↓↓↓
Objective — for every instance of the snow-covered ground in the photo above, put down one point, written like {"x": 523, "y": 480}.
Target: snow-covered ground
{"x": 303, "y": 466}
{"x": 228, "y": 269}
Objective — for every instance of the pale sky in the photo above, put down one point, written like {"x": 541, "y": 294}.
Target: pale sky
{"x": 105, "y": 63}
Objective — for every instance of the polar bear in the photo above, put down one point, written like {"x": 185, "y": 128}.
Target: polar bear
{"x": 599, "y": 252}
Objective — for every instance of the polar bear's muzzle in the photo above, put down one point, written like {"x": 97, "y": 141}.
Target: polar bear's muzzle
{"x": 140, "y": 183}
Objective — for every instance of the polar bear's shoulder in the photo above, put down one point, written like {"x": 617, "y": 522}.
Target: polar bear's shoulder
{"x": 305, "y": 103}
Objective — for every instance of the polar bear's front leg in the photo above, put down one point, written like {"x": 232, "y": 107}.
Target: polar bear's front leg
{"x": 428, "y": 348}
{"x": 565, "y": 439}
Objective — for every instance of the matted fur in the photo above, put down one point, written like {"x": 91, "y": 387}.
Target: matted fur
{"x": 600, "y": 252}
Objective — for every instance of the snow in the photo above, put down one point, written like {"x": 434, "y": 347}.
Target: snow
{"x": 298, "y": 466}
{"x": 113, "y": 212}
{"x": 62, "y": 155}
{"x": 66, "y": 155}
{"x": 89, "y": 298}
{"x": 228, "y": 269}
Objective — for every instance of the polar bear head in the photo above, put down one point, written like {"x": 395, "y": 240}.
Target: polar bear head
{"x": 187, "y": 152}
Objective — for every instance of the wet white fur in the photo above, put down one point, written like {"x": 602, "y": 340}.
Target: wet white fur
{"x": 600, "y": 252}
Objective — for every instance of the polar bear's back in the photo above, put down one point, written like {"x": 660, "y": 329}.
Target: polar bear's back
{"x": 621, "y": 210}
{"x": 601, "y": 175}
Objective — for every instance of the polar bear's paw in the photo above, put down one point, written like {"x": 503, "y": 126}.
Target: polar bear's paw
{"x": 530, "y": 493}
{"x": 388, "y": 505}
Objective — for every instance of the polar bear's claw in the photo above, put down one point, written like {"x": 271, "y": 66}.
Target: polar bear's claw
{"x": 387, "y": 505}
↑↑↑
Output all of the data above without any alteration.

Objective — for every instance of the snow-covered ground in the photo above, put down one point, written like {"x": 523, "y": 480}.
Target: snow-covered ground
{"x": 303, "y": 466}
{"x": 228, "y": 269}
Objective — for every instance of the pale sky in the photo above, put down one point, written like {"x": 541, "y": 294}.
Target: pale sky
{"x": 105, "y": 63}
Objective — for every instance of the polar bear in the photo above, put down one point, written like {"x": 185, "y": 128}.
Target: polar bear
{"x": 599, "y": 252}
Objective — for every instance of the polar bear's muzzle in the photo above, put down one point, written like {"x": 97, "y": 141}.
Target: polar bear's muzzle
{"x": 140, "y": 183}
Objective — for every instance of the polar bear's shoulder in the photo above, put down one point, written like {"x": 617, "y": 522}.
Target: polar bear's shoulder
{"x": 305, "y": 103}
Objective — for every instance of the polar bear's front leg in the photo above, put down one point, written like {"x": 232, "y": 107}.
Target: polar bear's front leg
{"x": 428, "y": 348}
{"x": 565, "y": 439}
Objective — for every instance of the matted fur in the photo above, put down one point, written like {"x": 91, "y": 387}.
Target: matted fur
{"x": 600, "y": 252}
Objective — for every instance of the snow in the photo above, put down one point, written like {"x": 434, "y": 347}.
Target: snow
{"x": 298, "y": 466}
{"x": 113, "y": 212}
{"x": 62, "y": 155}
{"x": 66, "y": 155}
{"x": 89, "y": 298}
{"x": 228, "y": 269}
Objective — for every instance of the polar bear head in the photo above, put down one point, written like {"x": 395, "y": 240}.
Target: polar bear head
{"x": 187, "y": 152}
Objective — for every instance of the wet white fur in the photo above, put down one point, written like {"x": 602, "y": 340}.
Target: wet white fur
{"x": 600, "y": 252}
Objective — for every instance of the polar bear's back in the photo above, put down one point, written like {"x": 660, "y": 329}.
Target: polar bear's back
{"x": 621, "y": 210}
{"x": 601, "y": 175}
Objective — for every instance of the polar bear's paw in the photo above, put down one point, written like {"x": 503, "y": 126}.
Target: polar bear's paw
{"x": 530, "y": 493}
{"x": 388, "y": 505}
Objective — for every instance of the polar bear's claw in the photo above, put down one point, written like {"x": 271, "y": 66}.
Target: polar bear's claw
{"x": 387, "y": 505}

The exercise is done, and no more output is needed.